Exercise requirements: Copy the items word for word, starting at the line that contains "Query: red scarf" and continuing through the last line of the items, with both ends included. Leave the pictures out of your copy.

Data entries
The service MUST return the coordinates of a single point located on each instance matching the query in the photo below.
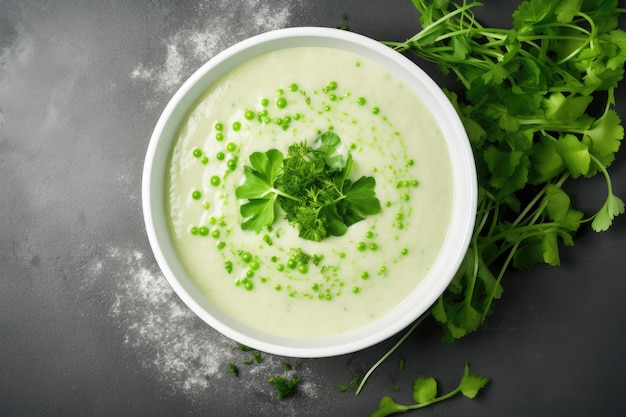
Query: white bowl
(463, 205)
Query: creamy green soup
(274, 280)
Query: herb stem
(393, 349)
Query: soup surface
(272, 279)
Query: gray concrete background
(89, 327)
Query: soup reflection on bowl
(309, 192)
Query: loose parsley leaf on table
(425, 393)
(312, 187)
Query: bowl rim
(463, 211)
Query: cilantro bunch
(537, 106)
(312, 187)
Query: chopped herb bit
(353, 383)
(425, 393)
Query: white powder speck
(168, 338)
(217, 25)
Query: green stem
(393, 349)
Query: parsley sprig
(537, 104)
(425, 393)
(312, 187)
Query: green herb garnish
(425, 394)
(537, 107)
(286, 386)
(310, 185)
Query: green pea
(281, 102)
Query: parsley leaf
(312, 187)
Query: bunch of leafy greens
(537, 104)
(537, 107)
(312, 187)
(425, 393)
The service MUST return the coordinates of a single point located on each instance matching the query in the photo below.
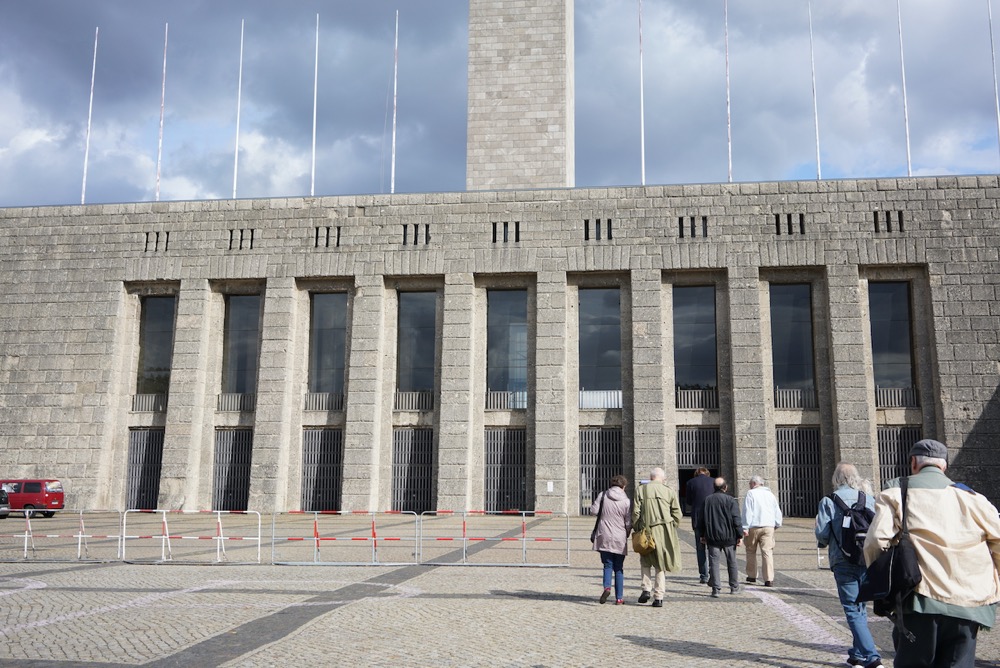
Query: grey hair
(846, 475)
(922, 461)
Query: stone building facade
(508, 347)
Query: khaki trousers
(763, 538)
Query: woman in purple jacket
(611, 534)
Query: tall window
(415, 341)
(156, 344)
(241, 347)
(507, 342)
(889, 305)
(695, 367)
(327, 342)
(792, 344)
(600, 339)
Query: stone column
(366, 455)
(554, 434)
(188, 445)
(279, 405)
(458, 458)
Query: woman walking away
(613, 526)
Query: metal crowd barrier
(345, 538)
(153, 540)
(69, 535)
(515, 538)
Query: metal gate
(505, 474)
(322, 468)
(145, 458)
(698, 446)
(800, 476)
(412, 470)
(600, 459)
(231, 484)
(893, 451)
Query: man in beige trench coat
(657, 508)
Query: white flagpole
(729, 122)
(993, 52)
(642, 104)
(812, 62)
(239, 99)
(90, 115)
(902, 67)
(312, 183)
(395, 79)
(163, 100)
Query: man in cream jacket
(956, 535)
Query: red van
(34, 496)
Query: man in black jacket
(722, 532)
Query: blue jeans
(849, 578)
(614, 562)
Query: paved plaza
(113, 614)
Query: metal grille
(322, 468)
(412, 470)
(506, 470)
(800, 477)
(233, 452)
(600, 459)
(698, 446)
(145, 459)
(893, 451)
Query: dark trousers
(941, 642)
(714, 552)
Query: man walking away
(848, 567)
(658, 509)
(723, 532)
(956, 536)
(697, 489)
(761, 516)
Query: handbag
(893, 576)
(600, 509)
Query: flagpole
(902, 67)
(312, 183)
(163, 100)
(395, 79)
(729, 121)
(812, 62)
(993, 52)
(239, 100)
(90, 115)
(642, 104)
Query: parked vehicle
(34, 496)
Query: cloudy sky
(47, 48)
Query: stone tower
(521, 113)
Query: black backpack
(853, 528)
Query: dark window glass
(507, 340)
(241, 347)
(600, 339)
(156, 345)
(415, 341)
(694, 338)
(791, 336)
(892, 356)
(328, 342)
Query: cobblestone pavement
(113, 614)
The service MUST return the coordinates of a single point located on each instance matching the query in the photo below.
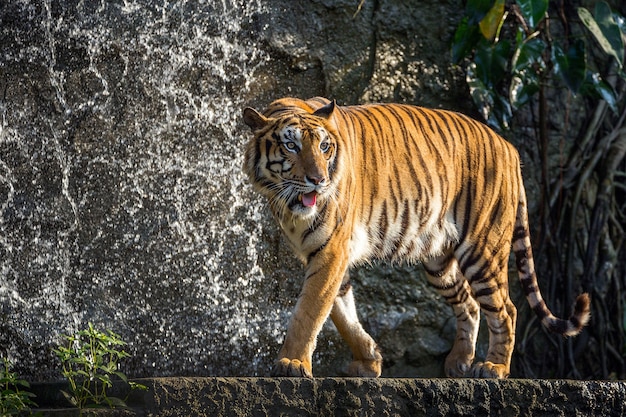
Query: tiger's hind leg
(367, 361)
(444, 275)
(488, 278)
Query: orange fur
(405, 184)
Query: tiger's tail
(528, 278)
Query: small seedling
(14, 399)
(90, 361)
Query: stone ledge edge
(224, 396)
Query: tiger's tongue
(309, 199)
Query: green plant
(90, 360)
(14, 400)
(543, 59)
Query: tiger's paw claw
(292, 367)
(489, 369)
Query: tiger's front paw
(489, 369)
(292, 367)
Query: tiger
(348, 185)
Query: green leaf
(529, 54)
(595, 86)
(524, 85)
(491, 62)
(605, 30)
(491, 23)
(570, 66)
(533, 11)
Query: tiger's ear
(254, 119)
(326, 111)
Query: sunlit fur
(404, 184)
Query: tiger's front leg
(367, 360)
(321, 284)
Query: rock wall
(362, 397)
(122, 200)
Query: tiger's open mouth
(308, 199)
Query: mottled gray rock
(122, 200)
(368, 397)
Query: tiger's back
(406, 184)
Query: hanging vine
(518, 56)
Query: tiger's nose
(316, 180)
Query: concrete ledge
(358, 396)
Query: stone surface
(370, 397)
(122, 200)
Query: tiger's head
(292, 157)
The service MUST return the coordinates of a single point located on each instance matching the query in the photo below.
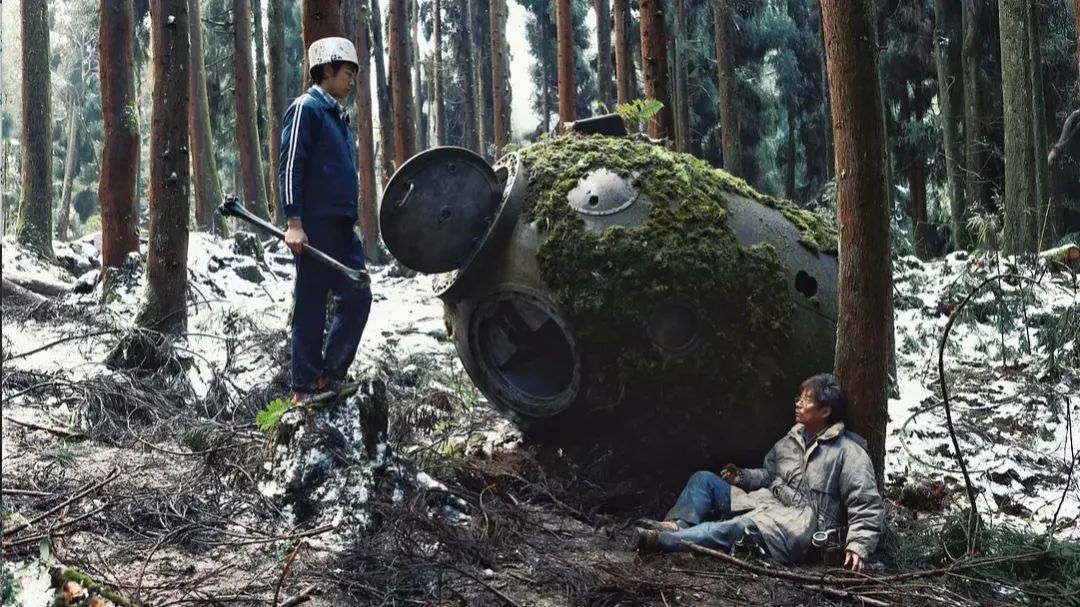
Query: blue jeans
(314, 281)
(703, 513)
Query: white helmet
(328, 50)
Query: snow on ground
(1015, 421)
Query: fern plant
(637, 112)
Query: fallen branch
(112, 475)
(305, 596)
(851, 580)
(284, 570)
(52, 530)
(1068, 130)
(93, 587)
(973, 516)
(18, 294)
(58, 431)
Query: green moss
(612, 283)
(557, 163)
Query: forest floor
(161, 484)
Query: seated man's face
(808, 413)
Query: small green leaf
(270, 416)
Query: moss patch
(556, 164)
(612, 283)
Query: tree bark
(466, 59)
(483, 135)
(499, 72)
(365, 136)
(544, 70)
(976, 193)
(260, 93)
(1045, 227)
(1020, 205)
(34, 228)
(319, 18)
(275, 94)
(382, 91)
(203, 163)
(247, 133)
(436, 73)
(680, 90)
(725, 61)
(603, 9)
(865, 277)
(164, 299)
(564, 27)
(116, 190)
(623, 62)
(655, 66)
(401, 82)
(947, 38)
(70, 160)
(417, 65)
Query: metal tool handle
(231, 207)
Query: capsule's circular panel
(437, 207)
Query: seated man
(814, 479)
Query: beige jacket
(802, 490)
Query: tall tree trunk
(247, 133)
(603, 9)
(319, 18)
(947, 37)
(726, 71)
(466, 59)
(865, 278)
(976, 193)
(564, 27)
(682, 89)
(275, 94)
(498, 11)
(365, 136)
(164, 300)
(401, 82)
(790, 157)
(1020, 200)
(204, 165)
(116, 190)
(655, 66)
(483, 135)
(35, 225)
(827, 113)
(436, 73)
(544, 70)
(623, 61)
(382, 91)
(260, 92)
(70, 160)
(1045, 228)
(417, 65)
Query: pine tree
(164, 300)
(34, 227)
(865, 278)
(120, 153)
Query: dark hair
(316, 72)
(826, 393)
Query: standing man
(320, 193)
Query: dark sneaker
(331, 385)
(646, 540)
(658, 525)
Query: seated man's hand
(853, 562)
(730, 473)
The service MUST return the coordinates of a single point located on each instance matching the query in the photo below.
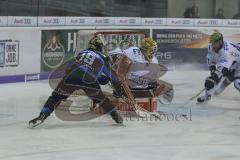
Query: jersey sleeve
(230, 56)
(210, 57)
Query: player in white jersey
(223, 61)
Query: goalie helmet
(95, 44)
(216, 37)
(148, 48)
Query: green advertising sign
(57, 47)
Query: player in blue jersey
(90, 69)
(223, 59)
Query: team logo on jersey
(53, 52)
(9, 53)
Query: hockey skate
(117, 117)
(39, 120)
(204, 98)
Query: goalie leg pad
(209, 83)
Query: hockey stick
(189, 100)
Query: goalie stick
(126, 95)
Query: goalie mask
(95, 44)
(216, 39)
(148, 48)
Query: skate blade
(120, 125)
(33, 125)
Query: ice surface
(213, 132)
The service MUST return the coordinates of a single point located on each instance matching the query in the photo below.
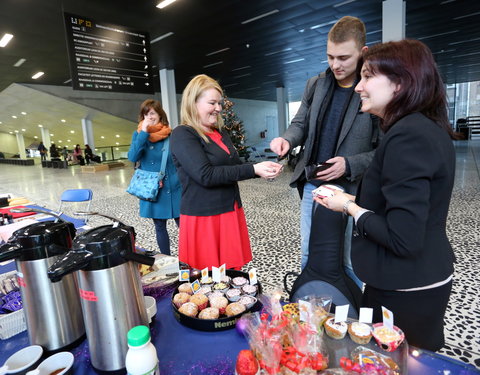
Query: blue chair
(77, 196)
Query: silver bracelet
(345, 206)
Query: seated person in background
(77, 155)
(43, 151)
(65, 153)
(54, 155)
(90, 156)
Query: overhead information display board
(105, 57)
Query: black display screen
(106, 57)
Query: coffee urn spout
(10, 250)
(72, 261)
(139, 258)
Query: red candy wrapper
(247, 364)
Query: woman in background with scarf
(146, 148)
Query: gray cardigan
(358, 135)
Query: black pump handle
(9, 251)
(139, 258)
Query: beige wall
(8, 144)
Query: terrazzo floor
(272, 209)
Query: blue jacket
(149, 155)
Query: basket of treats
(216, 306)
(306, 337)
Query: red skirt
(206, 241)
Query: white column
(281, 110)
(87, 130)
(393, 20)
(21, 146)
(45, 137)
(169, 95)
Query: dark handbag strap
(166, 148)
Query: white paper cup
(24, 360)
(326, 190)
(151, 306)
(58, 364)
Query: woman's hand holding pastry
(267, 169)
(335, 202)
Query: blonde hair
(348, 28)
(188, 110)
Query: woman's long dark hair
(410, 64)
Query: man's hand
(280, 146)
(336, 171)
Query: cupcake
(388, 339)
(220, 303)
(233, 294)
(360, 333)
(206, 289)
(226, 279)
(335, 330)
(201, 300)
(320, 315)
(216, 293)
(222, 287)
(251, 290)
(180, 298)
(189, 309)
(248, 301)
(209, 313)
(185, 288)
(207, 281)
(239, 281)
(235, 308)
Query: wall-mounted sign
(105, 57)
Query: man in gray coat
(330, 129)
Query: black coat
(207, 173)
(403, 243)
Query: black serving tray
(220, 324)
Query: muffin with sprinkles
(248, 301)
(251, 290)
(233, 294)
(239, 281)
(222, 287)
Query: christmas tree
(234, 127)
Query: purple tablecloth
(182, 350)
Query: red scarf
(158, 132)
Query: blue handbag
(145, 184)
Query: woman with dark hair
(400, 247)
(89, 155)
(148, 143)
(77, 155)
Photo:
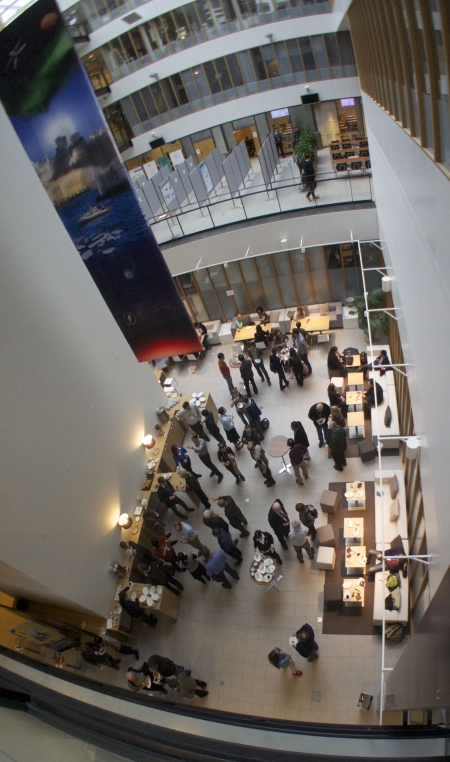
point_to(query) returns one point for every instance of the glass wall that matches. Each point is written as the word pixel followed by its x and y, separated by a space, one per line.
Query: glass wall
pixel 256 70
pixel 274 281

Correct result:
Query: red scarf
(158, 132)
Query: blue handbag
(145, 184)
Query: woman with dark hair
(400, 247)
(89, 155)
(148, 143)
(77, 155)
Photo:
point_to(query) returns one point for every instance of the glass wall that matches. Each point is written as the word pixel followed by its x and y, separated by a space, one per line.
Query: glass wall
pixel 256 70
pixel 274 281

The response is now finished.